| Listing |
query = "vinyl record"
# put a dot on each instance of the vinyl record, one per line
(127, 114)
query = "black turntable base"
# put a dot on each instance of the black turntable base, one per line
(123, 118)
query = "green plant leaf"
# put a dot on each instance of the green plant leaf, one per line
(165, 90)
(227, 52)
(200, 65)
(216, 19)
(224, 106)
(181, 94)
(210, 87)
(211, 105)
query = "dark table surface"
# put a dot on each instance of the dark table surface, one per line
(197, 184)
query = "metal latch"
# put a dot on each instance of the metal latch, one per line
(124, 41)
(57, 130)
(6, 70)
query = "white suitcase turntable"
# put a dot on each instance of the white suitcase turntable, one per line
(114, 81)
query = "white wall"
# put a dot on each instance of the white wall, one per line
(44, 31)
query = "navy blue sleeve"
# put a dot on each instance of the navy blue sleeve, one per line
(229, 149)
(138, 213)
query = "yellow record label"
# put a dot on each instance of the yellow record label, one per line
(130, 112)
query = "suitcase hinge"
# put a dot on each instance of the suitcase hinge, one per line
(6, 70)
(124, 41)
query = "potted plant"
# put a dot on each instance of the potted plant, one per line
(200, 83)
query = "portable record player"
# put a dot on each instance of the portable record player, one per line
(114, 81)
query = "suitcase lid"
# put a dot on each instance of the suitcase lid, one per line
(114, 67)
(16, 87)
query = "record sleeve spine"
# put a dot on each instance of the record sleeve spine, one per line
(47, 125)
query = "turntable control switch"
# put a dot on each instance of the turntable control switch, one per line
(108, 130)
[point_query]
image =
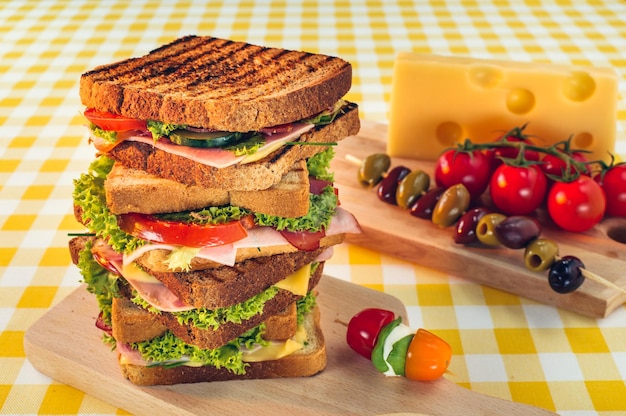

| Aim |
Identify each line in the listing above that contains the word "control", and copy those lines out in full.

| Correct response |
query = "turntable control switch"
# put a dot on each instance of the turntable control switch, one per line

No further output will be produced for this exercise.